Exercise directions:
Print the passage on the Bigleys' Tax Court appeal argument word for word.

Selection:
>> START

Although all four of these provisions appear to give the court jurisdiction over this action to reduce federal tax assessments to judgment and to foreclose on the federal tax liens at issue, the Bigleys argue that any exercise of this jurisdiction would be premature because they have filed an appeal of the Tax Court decisions.[24] Because they have filed an appeal, the Bigleys argue that the Tax Court's decisions are not final and thus not yet reviewable.

>> END

Supplied data:
>> START

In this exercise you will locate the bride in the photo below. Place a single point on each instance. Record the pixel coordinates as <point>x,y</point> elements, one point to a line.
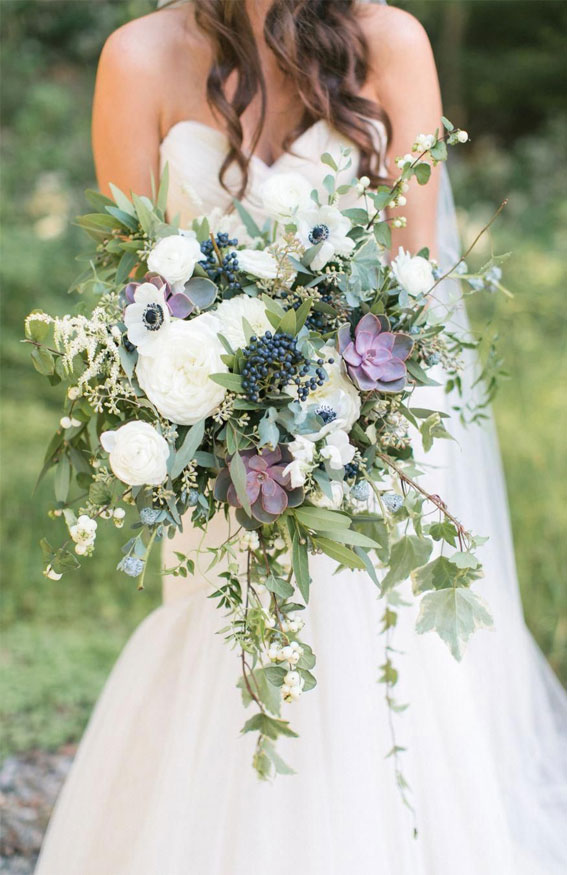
<point>229,92</point>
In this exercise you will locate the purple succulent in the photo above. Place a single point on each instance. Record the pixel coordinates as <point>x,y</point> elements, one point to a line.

>> END

Written response:
Although all four of these provisions appear to give the court jurisdiction over this action to reduce federal tax assessments to judgment and to foreclose on the federal tax liens at issue, the Bigleys argue that any exercise of this jurisdiction would be premature because they have filed an appeal of the Tax Court decisions.[24] Because they have filed an appeal, the Bigleys argue that the Tax Court's decisions are not final and thus not yet reviewable.